What this task involves –
Please revise the commentary on Netanyahu's West Bank economic policy below: write out everything from "But the paragraph" down to "a way to go.", putting "drives home" in place of "hammers home".

Reading text –

Yesterday, I wrote about one of Ethan Bronner’s typically misleading NY Times articles, in which he touts Bibi Netanyahu’s focus on Palestinian economic opportunities, rather than political negotiations, as a means of easing pressure on Israel to finally resolve the conflict.
Rob Browne has done some terrific research and pointed me to a series of articles all echoing this sentiment. It’s almost as if the Israelis are in the midst of a charm offensive designed to take the pressure off Bibi by focussing on making Palestinian lives slightly easier but doing nothing to solve the underlying issues that prevent peace.
The Times features this AP story which it misleadingly titles, West Bank Plan Bears Fruit, but Much More Needed. In reality, the article details the complaints by Palestinian businessmen about key industrial components which are arbitrarily refused by the IDF for “security” purposes. The only thing about the article that is pro-Bibi is the first paragraph which lays out the Israeli leader’s views of his own policy:
Israeli Prime Minister Benjamin Netanyahu says he wants to make ”economic peace” with the Palestinians, and the first fruits are already being seen in eased Israeli restrictions that are stoking a retail and entertainment boom in the West Bank.
But the paragraph immediately following hammers home a major theme of the story:
But where it counts — industry, exports, investments — Netanyahu still has a way to go.

Material supplied –
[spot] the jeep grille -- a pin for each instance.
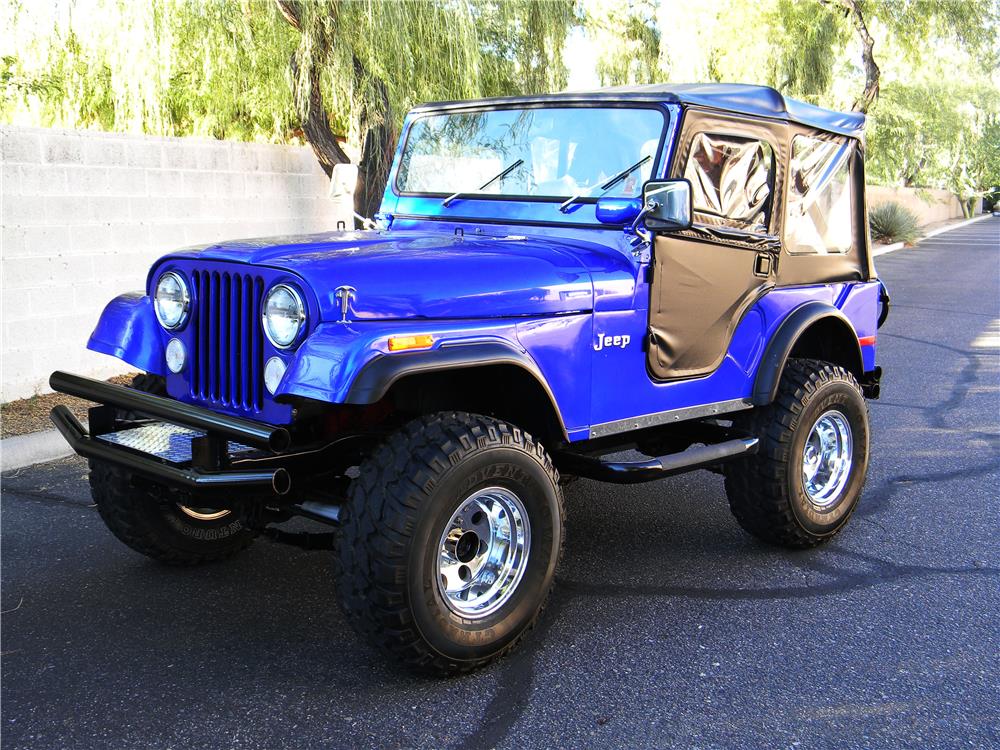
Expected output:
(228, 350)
==
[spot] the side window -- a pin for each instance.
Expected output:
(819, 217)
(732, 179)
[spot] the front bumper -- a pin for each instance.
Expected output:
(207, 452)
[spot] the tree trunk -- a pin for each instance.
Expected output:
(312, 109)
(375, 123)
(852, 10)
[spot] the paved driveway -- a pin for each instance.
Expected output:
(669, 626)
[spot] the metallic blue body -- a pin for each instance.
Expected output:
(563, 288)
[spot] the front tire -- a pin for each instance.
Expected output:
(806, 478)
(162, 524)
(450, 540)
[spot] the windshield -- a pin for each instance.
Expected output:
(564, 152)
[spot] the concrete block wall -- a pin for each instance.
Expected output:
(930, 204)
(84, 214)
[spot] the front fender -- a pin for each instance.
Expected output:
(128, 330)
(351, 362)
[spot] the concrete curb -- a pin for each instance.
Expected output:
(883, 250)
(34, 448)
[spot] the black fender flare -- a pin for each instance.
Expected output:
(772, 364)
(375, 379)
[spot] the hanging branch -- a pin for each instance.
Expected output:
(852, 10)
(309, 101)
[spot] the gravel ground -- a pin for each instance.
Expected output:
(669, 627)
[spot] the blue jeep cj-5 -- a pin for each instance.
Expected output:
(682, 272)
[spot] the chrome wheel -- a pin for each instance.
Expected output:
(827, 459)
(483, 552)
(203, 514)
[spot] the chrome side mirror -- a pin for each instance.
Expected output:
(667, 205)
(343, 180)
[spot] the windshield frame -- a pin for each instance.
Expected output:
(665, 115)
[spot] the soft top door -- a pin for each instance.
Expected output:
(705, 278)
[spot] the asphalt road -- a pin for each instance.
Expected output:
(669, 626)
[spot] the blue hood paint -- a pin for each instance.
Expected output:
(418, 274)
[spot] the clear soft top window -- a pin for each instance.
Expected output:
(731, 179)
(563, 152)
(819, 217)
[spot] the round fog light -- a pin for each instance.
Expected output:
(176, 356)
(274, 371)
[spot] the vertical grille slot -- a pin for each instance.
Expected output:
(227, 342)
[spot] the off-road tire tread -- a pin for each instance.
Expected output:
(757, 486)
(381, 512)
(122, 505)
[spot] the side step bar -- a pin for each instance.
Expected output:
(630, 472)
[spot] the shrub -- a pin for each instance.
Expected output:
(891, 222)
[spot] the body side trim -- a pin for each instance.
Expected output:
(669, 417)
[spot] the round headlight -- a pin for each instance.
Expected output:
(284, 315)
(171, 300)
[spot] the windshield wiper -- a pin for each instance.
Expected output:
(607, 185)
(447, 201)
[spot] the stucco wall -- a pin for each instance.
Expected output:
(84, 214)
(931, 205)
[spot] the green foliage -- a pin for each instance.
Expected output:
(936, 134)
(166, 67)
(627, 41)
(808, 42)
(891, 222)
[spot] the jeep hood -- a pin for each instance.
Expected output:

Full output –
But the paragraph immediately following drives home a major theme of the story:
But where it counts — industry, exports, investments — Netanyahu still has a way to go.